Point-per-instance localization data

↓↓↓

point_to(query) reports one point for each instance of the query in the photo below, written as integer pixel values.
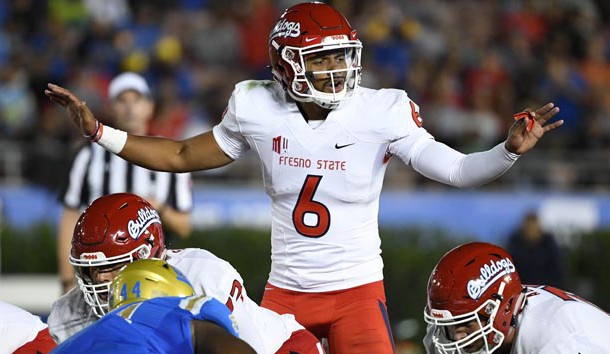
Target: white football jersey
(263, 329)
(557, 322)
(554, 321)
(17, 327)
(324, 182)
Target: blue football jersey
(159, 325)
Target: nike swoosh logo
(337, 146)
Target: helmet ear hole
(116, 228)
(471, 278)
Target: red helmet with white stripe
(114, 229)
(308, 29)
(475, 283)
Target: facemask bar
(302, 88)
(92, 291)
(448, 346)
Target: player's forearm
(154, 153)
(444, 164)
(198, 153)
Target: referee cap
(127, 81)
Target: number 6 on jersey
(306, 205)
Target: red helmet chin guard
(474, 282)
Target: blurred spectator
(536, 253)
(95, 172)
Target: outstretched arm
(441, 163)
(197, 153)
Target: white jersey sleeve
(441, 163)
(69, 314)
(557, 322)
(262, 329)
(228, 133)
(17, 327)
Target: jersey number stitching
(306, 204)
(235, 294)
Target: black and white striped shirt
(95, 172)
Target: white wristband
(113, 140)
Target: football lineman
(324, 143)
(155, 310)
(477, 304)
(120, 228)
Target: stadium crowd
(469, 64)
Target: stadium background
(469, 64)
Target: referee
(95, 172)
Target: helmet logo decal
(286, 28)
(489, 274)
(146, 217)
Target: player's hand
(77, 109)
(520, 139)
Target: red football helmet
(306, 29)
(116, 228)
(475, 282)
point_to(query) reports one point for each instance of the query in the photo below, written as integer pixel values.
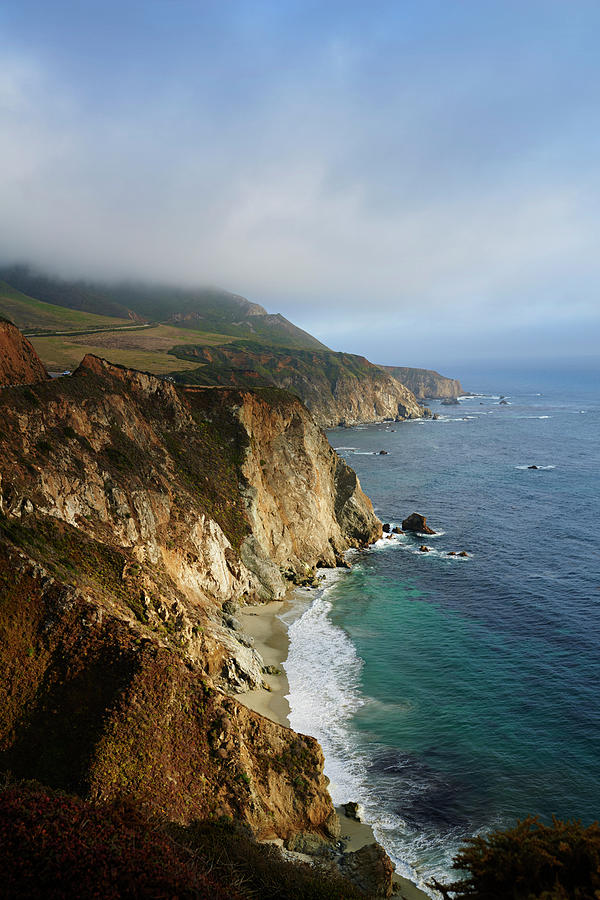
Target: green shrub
(531, 861)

↑↑↑

#### Task:
Reproduce the records above exactly, leaving out every picture they contain.

#### Solution to this task:
point_to(query) reports one point for each instance of the query in the photo below, written as integer pixel values.
Target: white football jersey
(263, 329)
(557, 322)
(554, 321)
(17, 327)
(324, 182)
Target: blue football jersey
(159, 325)
Target: nike swoosh logo
(337, 146)
Target: helmet ear hole
(116, 228)
(471, 278)
Target: red helmet with white stripe
(114, 229)
(308, 29)
(475, 283)
Target: facemask bar
(302, 88)
(92, 291)
(448, 346)
Target: player's forearm
(154, 153)
(444, 164)
(198, 153)
Target: referee cap
(127, 81)
Target: number 6 on jersey
(306, 205)
Target: red helmet chin guard
(474, 282)
Target: blurred spectator
(536, 253)
(95, 172)
Target: outstretched arm
(441, 163)
(197, 153)
Target: white jersey sleeve
(441, 163)
(69, 314)
(557, 322)
(262, 329)
(228, 133)
(17, 327)
Target: jersey number stitching
(306, 204)
(235, 294)
Target: black and white striped shirt
(95, 172)
Target: white wristband
(113, 140)
Target: football lineman
(324, 143)
(155, 310)
(477, 304)
(120, 228)
Target: stadium crowd
(469, 64)
Target: stadium background
(469, 64)
Target: referee
(95, 172)
Target: helmet logo decal
(286, 28)
(489, 274)
(146, 217)
Target: player's hand
(77, 109)
(520, 139)
Target: red football helmet
(306, 29)
(116, 228)
(475, 282)
point_to(query) reports one point for each instance of the query in the photo below, written as integer pixel values.
Target: green shrub
(531, 861)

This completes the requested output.